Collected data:
☆ ☆ ☆ ☆ ☆

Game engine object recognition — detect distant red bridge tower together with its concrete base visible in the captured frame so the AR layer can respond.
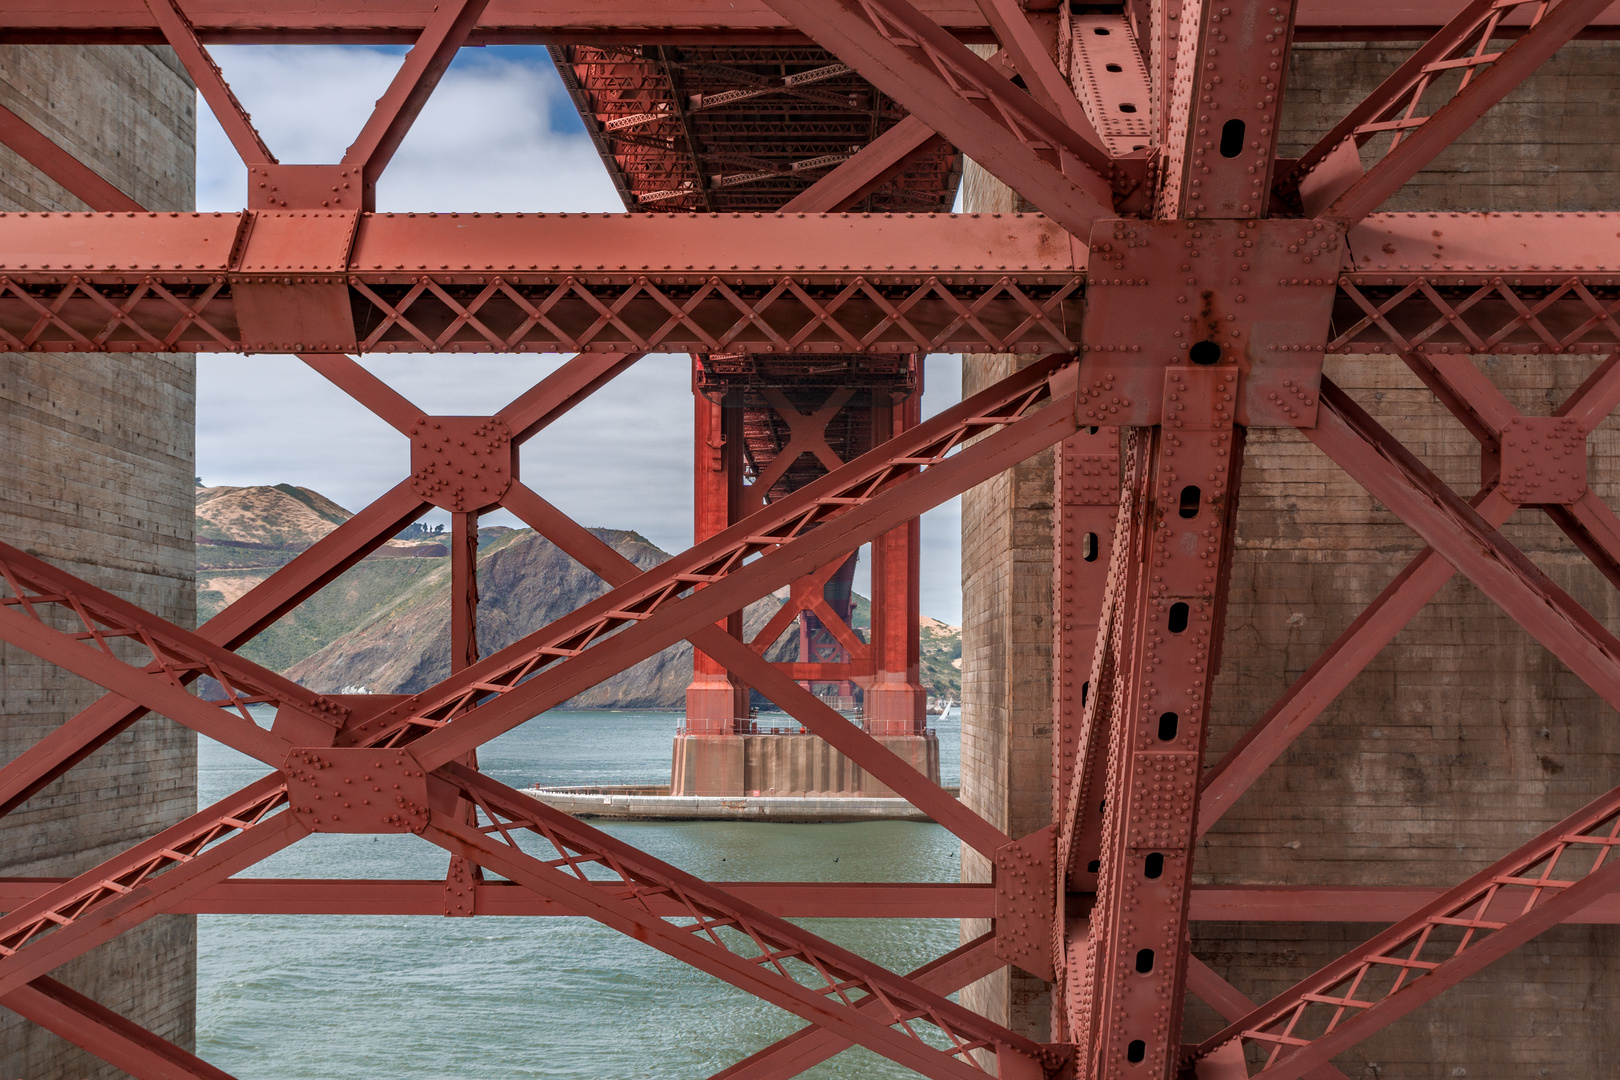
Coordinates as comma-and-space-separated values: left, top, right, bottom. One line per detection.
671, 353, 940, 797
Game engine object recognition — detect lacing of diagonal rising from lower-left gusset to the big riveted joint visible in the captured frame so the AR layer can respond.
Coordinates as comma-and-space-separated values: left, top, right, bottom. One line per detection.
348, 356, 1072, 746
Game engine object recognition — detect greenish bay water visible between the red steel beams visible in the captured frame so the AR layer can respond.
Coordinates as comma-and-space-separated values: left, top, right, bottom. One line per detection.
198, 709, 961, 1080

☆ ☆ ☆ ☆ ☆

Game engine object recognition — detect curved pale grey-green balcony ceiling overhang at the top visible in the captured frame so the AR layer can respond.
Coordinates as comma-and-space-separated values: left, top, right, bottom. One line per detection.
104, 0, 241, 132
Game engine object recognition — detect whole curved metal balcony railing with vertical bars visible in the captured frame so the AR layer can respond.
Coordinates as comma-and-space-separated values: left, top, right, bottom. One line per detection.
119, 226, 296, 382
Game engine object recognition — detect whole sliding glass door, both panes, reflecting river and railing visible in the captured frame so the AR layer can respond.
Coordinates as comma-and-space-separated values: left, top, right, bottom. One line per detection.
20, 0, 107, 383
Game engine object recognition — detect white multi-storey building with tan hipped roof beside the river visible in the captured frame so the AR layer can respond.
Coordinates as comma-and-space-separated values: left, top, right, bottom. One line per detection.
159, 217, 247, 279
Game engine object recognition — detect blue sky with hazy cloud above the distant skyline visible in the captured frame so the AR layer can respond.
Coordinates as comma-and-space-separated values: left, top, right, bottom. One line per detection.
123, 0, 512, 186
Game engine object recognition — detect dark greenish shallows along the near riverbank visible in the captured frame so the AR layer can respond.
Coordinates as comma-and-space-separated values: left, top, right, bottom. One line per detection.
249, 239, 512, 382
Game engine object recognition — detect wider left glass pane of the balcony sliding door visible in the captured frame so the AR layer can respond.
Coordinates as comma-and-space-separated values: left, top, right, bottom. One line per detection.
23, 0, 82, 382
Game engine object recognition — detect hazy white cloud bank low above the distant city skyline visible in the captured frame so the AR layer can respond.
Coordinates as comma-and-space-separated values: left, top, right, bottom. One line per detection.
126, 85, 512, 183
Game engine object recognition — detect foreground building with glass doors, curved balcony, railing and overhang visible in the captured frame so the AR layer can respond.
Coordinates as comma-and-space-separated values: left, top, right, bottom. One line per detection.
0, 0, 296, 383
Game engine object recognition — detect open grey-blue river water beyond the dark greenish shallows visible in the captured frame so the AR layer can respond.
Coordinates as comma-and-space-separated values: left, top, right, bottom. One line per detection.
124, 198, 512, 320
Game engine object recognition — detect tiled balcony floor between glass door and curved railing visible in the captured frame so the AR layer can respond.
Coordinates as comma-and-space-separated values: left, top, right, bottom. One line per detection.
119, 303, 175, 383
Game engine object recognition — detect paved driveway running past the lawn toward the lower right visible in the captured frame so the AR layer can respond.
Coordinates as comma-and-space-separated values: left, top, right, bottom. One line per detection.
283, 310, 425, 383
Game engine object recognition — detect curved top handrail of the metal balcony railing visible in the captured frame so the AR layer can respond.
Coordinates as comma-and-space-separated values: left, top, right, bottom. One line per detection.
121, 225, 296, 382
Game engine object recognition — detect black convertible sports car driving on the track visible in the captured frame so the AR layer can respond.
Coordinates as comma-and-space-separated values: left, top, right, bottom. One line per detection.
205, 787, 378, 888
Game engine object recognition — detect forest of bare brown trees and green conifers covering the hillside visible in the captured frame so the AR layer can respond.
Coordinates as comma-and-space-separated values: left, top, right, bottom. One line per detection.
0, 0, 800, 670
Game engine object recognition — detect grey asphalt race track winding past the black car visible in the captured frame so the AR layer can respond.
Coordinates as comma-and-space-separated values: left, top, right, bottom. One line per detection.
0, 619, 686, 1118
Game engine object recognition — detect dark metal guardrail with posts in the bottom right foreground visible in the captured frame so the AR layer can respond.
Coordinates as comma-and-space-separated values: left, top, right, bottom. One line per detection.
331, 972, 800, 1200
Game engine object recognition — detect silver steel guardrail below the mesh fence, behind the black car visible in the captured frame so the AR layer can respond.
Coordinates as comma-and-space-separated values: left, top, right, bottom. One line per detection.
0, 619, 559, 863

☆ ☆ ☆ ☆ ☆

Assignment →
Return every line from the records above that holds the word "between".

Expected output →
Game engine object recognition — detect greenish bay water visible between the red steel beams visible in the captured frame so the AR layer can respond.
Game engine object recognition — detect tiled balcony floor between glass door and curved railing visible in the captured frame so the AR layer can respond.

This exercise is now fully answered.